Labeled region records:
┌──

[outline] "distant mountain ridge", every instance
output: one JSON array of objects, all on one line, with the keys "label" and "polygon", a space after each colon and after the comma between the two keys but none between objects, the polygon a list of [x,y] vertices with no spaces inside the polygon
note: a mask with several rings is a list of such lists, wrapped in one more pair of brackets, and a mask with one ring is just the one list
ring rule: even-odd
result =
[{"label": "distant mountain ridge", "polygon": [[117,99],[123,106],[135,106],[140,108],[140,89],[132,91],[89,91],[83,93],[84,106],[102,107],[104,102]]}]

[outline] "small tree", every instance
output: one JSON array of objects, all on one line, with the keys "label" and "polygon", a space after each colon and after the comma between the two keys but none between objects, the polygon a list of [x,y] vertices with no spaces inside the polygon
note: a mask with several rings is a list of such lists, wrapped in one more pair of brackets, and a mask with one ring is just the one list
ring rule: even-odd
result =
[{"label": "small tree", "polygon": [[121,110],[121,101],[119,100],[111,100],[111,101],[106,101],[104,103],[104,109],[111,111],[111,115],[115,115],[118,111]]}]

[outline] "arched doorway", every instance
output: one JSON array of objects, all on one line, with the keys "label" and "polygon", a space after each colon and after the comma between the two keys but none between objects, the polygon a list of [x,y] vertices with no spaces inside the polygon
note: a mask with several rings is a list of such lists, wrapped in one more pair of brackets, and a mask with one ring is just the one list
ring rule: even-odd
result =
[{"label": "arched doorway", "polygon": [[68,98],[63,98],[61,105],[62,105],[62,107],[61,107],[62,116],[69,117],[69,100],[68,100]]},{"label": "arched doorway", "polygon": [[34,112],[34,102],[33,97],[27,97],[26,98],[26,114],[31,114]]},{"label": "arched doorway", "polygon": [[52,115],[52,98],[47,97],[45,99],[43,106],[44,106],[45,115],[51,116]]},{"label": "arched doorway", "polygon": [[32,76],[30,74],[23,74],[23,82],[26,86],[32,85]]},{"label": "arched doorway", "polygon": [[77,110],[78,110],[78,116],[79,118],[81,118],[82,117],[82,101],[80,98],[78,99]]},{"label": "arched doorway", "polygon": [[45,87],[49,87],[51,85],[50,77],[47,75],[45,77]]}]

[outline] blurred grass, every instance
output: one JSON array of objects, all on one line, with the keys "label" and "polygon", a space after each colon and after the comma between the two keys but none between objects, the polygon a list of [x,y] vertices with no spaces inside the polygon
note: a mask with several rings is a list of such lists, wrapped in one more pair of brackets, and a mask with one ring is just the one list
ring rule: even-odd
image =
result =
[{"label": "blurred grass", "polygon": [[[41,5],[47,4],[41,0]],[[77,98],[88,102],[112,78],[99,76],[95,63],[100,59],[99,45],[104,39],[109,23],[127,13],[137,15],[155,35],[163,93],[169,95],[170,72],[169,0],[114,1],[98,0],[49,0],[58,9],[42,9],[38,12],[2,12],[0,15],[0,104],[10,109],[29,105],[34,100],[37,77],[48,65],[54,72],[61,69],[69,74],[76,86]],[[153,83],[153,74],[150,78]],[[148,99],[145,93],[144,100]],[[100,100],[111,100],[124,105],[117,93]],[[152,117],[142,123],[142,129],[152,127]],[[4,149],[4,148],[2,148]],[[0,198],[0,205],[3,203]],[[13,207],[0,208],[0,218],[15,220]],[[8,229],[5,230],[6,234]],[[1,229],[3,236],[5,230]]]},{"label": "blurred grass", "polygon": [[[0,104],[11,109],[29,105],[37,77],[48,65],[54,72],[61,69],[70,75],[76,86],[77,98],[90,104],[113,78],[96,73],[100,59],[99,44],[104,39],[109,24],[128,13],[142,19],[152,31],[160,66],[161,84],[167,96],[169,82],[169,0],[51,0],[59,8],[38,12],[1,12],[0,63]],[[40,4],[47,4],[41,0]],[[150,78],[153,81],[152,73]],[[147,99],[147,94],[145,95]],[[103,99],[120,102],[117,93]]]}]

└──

Please pick out each line of the material above that contains the word "every" and copy those lines. Case matters.

[outline] "distant mountain ridge", every instance
[outline] "small tree", every instance
[outline] "arched doorway", every instance
[outline] blurred grass, every instance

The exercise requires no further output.